▶ [THE TASK]: In the listing below, identify each line with the word "bride" and return those lines.

▶ [DATA IN THIS EXERCISE]:
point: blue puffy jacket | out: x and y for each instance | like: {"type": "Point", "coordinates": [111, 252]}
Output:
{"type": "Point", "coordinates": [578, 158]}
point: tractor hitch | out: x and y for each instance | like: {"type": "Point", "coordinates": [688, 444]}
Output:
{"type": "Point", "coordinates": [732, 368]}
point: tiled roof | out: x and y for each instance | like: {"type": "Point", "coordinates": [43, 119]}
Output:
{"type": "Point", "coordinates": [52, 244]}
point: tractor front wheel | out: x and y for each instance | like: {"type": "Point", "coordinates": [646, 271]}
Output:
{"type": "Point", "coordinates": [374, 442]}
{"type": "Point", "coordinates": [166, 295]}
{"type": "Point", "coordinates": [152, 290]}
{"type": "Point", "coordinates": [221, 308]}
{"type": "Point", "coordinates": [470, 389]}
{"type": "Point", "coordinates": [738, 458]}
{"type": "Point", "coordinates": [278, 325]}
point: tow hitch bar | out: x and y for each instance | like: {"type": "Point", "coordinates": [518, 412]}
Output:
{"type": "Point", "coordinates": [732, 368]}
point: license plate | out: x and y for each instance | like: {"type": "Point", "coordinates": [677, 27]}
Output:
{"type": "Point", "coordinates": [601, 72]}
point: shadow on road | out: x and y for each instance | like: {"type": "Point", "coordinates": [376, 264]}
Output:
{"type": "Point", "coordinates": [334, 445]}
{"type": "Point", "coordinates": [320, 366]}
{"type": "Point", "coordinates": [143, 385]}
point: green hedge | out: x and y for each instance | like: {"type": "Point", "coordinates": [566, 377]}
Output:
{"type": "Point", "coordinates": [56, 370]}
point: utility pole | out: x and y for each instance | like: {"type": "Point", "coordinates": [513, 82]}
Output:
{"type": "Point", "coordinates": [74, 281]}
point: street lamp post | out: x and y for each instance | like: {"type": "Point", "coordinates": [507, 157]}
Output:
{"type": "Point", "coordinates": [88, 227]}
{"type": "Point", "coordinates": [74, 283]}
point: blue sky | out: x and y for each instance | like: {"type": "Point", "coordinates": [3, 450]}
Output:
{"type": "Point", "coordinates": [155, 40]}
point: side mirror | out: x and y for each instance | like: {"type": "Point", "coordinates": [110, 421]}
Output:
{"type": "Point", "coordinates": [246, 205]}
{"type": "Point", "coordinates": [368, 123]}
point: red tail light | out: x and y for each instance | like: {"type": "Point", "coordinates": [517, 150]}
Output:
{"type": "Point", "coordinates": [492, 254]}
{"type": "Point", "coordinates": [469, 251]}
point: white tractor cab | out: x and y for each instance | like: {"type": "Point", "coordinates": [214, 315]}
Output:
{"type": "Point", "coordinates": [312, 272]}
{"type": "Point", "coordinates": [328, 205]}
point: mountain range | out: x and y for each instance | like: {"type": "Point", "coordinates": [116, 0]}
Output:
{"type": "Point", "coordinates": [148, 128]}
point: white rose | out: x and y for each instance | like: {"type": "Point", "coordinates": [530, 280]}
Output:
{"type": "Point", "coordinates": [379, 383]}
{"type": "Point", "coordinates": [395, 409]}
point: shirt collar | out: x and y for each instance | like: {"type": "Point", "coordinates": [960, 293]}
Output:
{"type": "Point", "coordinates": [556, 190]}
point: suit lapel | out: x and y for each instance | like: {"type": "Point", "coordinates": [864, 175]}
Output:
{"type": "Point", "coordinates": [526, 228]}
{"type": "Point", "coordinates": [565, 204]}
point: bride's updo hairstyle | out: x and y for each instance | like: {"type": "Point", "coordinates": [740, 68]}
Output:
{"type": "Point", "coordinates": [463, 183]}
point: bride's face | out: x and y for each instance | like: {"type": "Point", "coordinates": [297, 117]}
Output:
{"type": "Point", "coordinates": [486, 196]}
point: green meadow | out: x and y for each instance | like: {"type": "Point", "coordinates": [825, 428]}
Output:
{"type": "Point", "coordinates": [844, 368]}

▶ [EXERCISE OUTPUT]:
point: bride's updo hairstyle | out: x and y for each instance | like: {"type": "Point", "coordinates": [740, 68]}
point: bride's face | out: x and y for each instance | like: {"type": "Point", "coordinates": [297, 117]}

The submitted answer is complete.